● **STATED TASK**
Render the entries below, from the line containing "Localize gray concrete" through the line containing "[63, 218, 451, 305]", as a JSON list of strings with one string per line and blank lines omitted.
____ SUPPLIED INFORMATION
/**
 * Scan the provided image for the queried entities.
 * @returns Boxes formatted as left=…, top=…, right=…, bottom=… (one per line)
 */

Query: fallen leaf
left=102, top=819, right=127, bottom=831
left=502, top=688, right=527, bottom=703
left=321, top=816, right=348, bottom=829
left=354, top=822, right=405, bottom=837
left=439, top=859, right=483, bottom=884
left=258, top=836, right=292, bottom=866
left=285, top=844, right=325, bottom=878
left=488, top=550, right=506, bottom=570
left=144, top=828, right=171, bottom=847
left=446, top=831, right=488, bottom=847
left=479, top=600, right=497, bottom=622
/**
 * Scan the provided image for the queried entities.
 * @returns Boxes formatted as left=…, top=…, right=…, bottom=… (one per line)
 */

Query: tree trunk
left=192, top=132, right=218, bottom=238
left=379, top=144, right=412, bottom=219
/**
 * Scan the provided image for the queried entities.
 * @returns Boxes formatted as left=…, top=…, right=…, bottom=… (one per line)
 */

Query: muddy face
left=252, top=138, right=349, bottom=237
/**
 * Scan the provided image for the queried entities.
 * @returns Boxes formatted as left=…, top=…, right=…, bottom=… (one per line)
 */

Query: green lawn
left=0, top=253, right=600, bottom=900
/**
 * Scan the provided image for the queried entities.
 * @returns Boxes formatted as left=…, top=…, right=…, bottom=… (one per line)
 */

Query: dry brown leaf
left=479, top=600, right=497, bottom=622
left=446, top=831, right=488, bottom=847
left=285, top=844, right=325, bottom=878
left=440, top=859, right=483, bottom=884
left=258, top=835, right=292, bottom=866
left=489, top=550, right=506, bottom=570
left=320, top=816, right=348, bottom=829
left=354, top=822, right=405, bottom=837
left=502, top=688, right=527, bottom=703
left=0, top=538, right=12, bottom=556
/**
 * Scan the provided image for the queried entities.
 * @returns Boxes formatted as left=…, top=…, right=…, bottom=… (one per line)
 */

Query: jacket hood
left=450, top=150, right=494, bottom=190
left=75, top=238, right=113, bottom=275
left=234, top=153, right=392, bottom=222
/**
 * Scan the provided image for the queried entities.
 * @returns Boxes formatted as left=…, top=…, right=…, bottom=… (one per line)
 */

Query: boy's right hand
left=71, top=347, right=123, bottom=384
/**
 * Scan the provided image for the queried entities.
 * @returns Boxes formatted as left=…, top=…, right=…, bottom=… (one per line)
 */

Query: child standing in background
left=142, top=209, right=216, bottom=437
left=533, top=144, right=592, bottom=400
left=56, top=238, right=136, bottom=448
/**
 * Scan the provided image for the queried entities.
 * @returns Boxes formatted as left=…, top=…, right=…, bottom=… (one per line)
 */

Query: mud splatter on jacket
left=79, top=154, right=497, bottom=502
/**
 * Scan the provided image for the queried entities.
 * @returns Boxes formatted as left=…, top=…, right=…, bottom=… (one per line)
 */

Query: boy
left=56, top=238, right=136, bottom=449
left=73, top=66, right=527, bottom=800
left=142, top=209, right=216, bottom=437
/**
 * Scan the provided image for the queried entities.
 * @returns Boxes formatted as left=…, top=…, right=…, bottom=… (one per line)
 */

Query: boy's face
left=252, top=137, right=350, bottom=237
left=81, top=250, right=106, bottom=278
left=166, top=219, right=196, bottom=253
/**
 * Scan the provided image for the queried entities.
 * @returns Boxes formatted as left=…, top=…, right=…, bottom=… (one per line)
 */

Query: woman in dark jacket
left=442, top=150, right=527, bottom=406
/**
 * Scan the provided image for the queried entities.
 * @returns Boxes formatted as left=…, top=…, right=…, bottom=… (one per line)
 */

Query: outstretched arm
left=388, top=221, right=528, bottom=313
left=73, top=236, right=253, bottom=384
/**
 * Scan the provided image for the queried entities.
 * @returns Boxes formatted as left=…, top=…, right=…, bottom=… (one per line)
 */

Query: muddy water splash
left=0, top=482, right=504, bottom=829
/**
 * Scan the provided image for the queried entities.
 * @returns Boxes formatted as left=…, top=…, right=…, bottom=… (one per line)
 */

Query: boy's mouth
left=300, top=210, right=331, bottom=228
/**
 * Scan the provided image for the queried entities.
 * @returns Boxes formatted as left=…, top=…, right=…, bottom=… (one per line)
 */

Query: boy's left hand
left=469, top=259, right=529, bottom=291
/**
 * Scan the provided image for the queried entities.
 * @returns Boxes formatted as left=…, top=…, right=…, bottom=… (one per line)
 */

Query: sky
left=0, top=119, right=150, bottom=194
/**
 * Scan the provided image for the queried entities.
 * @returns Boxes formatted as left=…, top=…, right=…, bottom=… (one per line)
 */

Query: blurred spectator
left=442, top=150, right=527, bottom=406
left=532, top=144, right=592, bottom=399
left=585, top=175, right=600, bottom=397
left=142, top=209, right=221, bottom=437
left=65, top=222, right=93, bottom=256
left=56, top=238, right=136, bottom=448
________
____ SUPPLIED INFORMATION
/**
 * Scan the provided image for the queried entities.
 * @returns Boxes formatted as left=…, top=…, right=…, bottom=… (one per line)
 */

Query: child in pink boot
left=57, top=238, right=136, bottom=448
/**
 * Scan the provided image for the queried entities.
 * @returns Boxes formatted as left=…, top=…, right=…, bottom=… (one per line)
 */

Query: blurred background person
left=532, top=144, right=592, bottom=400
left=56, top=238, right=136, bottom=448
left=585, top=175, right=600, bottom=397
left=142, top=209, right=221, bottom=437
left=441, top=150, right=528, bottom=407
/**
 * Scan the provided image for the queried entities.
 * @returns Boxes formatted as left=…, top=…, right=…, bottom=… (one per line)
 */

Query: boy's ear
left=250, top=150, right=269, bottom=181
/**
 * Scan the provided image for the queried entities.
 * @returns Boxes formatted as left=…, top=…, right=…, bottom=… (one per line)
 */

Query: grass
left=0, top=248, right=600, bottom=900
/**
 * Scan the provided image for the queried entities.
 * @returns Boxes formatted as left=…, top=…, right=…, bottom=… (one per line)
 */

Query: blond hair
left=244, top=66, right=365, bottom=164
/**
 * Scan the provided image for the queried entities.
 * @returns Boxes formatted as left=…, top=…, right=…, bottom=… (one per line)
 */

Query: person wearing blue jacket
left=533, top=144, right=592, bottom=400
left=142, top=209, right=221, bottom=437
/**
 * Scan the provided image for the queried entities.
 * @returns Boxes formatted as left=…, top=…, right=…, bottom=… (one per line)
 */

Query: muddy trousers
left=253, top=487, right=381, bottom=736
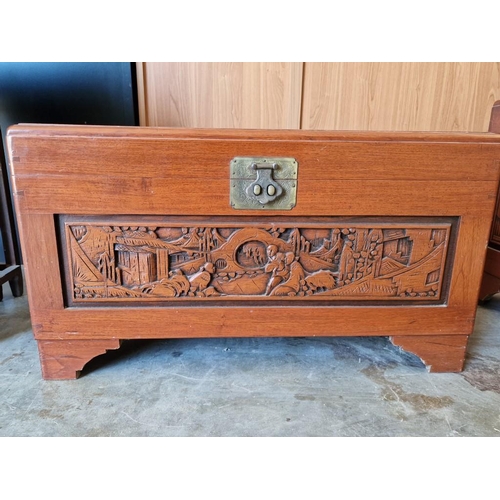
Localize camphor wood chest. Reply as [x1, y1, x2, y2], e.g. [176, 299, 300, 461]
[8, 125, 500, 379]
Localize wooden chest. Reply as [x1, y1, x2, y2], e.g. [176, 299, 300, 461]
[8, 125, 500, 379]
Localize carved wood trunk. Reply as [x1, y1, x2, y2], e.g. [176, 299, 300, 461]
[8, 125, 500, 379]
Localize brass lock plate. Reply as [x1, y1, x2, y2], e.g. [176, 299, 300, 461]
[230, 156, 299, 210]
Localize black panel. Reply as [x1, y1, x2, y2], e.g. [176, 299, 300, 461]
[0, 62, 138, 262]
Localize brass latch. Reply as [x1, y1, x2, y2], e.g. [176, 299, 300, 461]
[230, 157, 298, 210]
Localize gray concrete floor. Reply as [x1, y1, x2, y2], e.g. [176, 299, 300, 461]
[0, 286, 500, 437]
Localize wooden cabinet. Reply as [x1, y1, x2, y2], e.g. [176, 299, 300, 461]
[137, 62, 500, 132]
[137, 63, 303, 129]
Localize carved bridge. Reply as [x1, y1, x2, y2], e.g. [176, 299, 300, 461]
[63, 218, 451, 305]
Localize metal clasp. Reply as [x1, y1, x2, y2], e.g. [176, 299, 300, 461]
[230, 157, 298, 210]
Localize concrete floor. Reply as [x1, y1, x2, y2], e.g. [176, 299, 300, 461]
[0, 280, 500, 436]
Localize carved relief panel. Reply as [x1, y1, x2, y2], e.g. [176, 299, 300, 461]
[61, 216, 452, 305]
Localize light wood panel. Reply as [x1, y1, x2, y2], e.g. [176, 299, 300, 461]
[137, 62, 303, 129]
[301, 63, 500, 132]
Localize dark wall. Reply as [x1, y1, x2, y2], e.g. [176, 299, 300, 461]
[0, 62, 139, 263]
________
● **THE OUTPUT**
[
  "Localize gray concrete floor. Reply as [x1, y1, x2, y2], e.g. [176, 299, 300, 461]",
  "[0, 286, 500, 437]",
  "Localize wooden cabinet. Reply as [x1, y1, x2, y2], e.g. [176, 299, 300, 461]",
  "[137, 62, 500, 132]",
  "[137, 63, 303, 129]",
  "Localize carved bridge. Reply as [x1, y1, x2, y2], e.g. [176, 299, 300, 461]",
  "[63, 218, 451, 305]"
]